_Tasks_
#1 Reproduce everything from "Upper Arm: Great" down to "frost (Jul 12, 2012)" in the tattoo forum thread below, word for word.
#2 Pick up the tattoo forum thread below where it stops and keep it going.

# Tattoos



## Rhetoric (Jul 12, 2012)

Anyone have any tattoos they would like to show off? I have 2, one is the tree of gondor and the other is the protoss symbol from starcraft. I've seen a couple neat tegu tattoos, I think one was posted on thetegu.com. Someone had little tegu feet going up their side lol. 

[attachment=4575][attachment=4576]


----------



## SnakeCharmr728 (Jul 12, 2012)

My Back; Full spine and red tail boa




Leg: Lyrics and a dandelion




Forearm: Scarab beetle 




Upper Arm: Great Horned Owl (cover up)




Inner upper arm:
My newest one, for my son. Still needs a little editing/touch up.


----------



## frost (Jul 12, 2012)

wow those are awesome, i been wanting to get one like the one on your back. all i have is an ankh on my shoulder and a cross on my hand.


----------



## Aba Zappa (Jul 12, 2012)

my 2 largest ones


----------



## laurarfl (Jul 12, 2012)

I am not a big fan of tattoos (not that I'm not a fan, just indifferent I suppose), but I have always admired your back, SnakeCharmer...and the beetle. very nice work.


----------



## Skeetzy (Jul 13, 2012)

Ahhh my other hobby! Plan to have my entire upper body covered, except completely concealable with a proper shirt. Sticking to half sleeves until I get into a career, then I'll make the decision to finish them or not.

My chest, have plans for the upper corners of my shoulders to make everything flow. Just need to psych myself up for the pain again, since this was done not even a month ago.





My favorite one, being a huge Bruins fan. Bet a friend on the first game of the 2011 playoffs that if they won it all I'd get it done.





And another piece that always seems to get the most attention. I've had 4 separate people ask me for my artist's number after seeing the tiger. 





I've got a few more. A "dragon koi" fish and a spider web you can see partially. Web has "Fear" in the middle with a black widow hanging from it. Cannot stand those eight legged monsters. Going to get that arm finished right after summer. 

I can talk all day about this, I'll stop now before I take up an entire page hahaha


----------



## Rhetoric (Sep 4, 2012)

I'm really enjoying the pictures we have so far. It's awesome to hear/read stories/meanings behind tattoos. 
Snakecharmer, your back piece is completely awesome. I know pain is relative but for you, how was the spine area? I'm really wanting a back piece down the road, its just a matter of coming up with the money and figuring out what I want to put there. 
I got a new birthday tattoo at the start of august! It was on my left leg/foot. The other foot tattoo I had didn't hurt much so I figured this bird wouldn't be bad.. Boy was I mistaken! It took just under 5 hours and my foot was already ballooning half way through lol. All of the foot and most of the wings were done freehand. Here are some pics of that for anyone whos interested.







I've decided that my next one will be on my right leg and of Sarrah Kerrigan (from starcraft)


----------



## larissalurid (Sep 5, 2012)

_Dataset content_
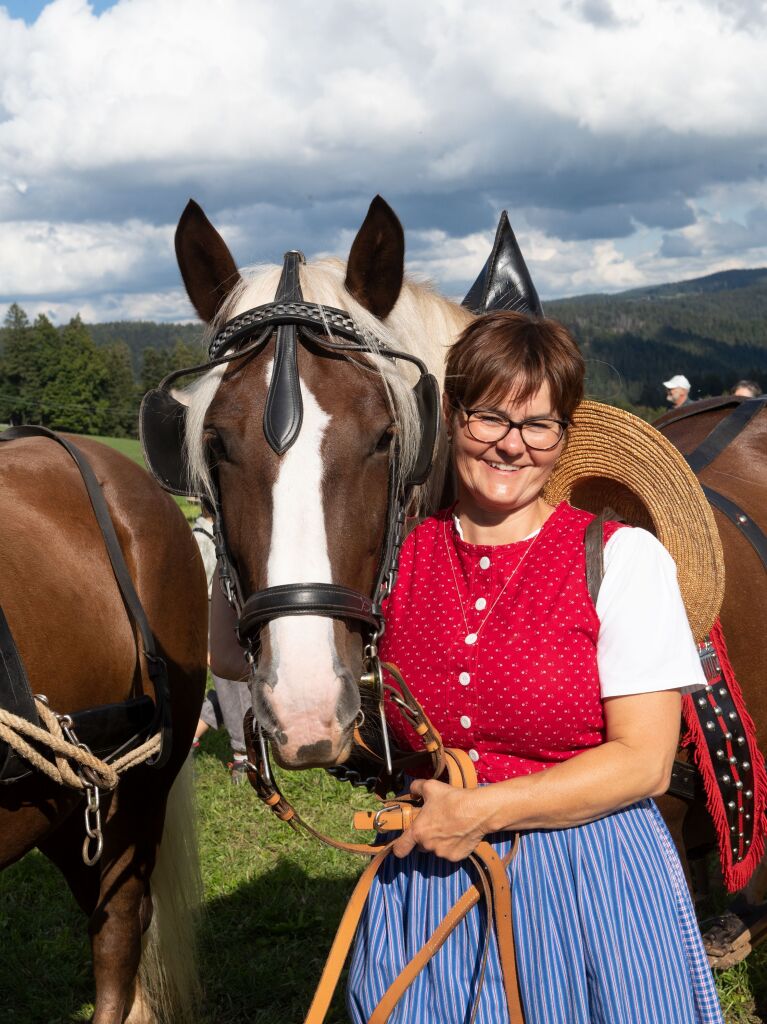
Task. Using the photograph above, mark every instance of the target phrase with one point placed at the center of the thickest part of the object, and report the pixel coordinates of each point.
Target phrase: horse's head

_Written responses_
#1
Upper Arm: Great Horned Owl (cover up)




Inner upper arm:
My newest one, for my son. Still needs a little editing/touch up.


----------



## frost (Jul 12, 2012)

#2
My ears have 5 tapering dots on each. This is only a pic of my left ear but you get the idea lol.
[attachment=5040]


----------



## jamesnyborg (Sep 5, 2012)

Those are some sweet gauges!


----------



## Josh (Sep 5, 2012)

Some nice ink in this thread! Let's see some more... how about you lurkers, I know at least one of you has had some work done!
As for me, I am currently ink-free but I think that will change very soon


----------



## Deac77 (Sep 5, 2012)

im ink free too but ive drawn out what i want =D


----------



## Carnicero (Sep 5, 2012)

As soon as I got up from the chair after getting my first ink on my 19th birthday. Artist said the inner bicep is a real sensitive area and he wasnt kidding lol. 2 hour session. Got my 21st coming up in January and I really want to treat myself to some new tats they are so addiciting!

[attachment=5041]


and there are some beautiful peices of artwork posted in this thread nice ink everybody! I


----------



## SnakeCharmr728 (Sep 5, 2012)

My spine wasn't bad at all! Right under the shoulder blades was a little uncomfortable but my calve/ankle and inner bicept hurt WAY more than my back.


----------



## Rhetoric (Sep 5, 2012)

Deac77 said:


> im ink free too but ive drawn out what i want =D



What are you thinking about getting?


----------



## Skeetzy (Sep 5, 2012)

Middle of my chest was the absolute worse for me. My shoulder blades sucked bad though. Arms are a cakewalk compared to those. Inside of arm isn't fun but it's better than chest or back hahah. 

I'm afraid of my stomach. Won't lie about that.


----------



## Deac77 (Sep 6, 2012)

I've drawn out a trident with my grandpas initials engraved into the spikes it'll go on my back right under my neck here is a unfinished pic I needed a light board to finish
[attachment=5047]


----------



## Rodney (Sep 9, 2012)

[attachment=5111]


----------



## Kym123089 (Sep 10, 2012)

Back of my thighs and foot hurt the worst for me, I'll post pics of all of them later. I've got my back, the fronts and tops of my shoulders, foot, back of my thighs, both sides of my thighs,hip and bottom on my neck(top of my spine)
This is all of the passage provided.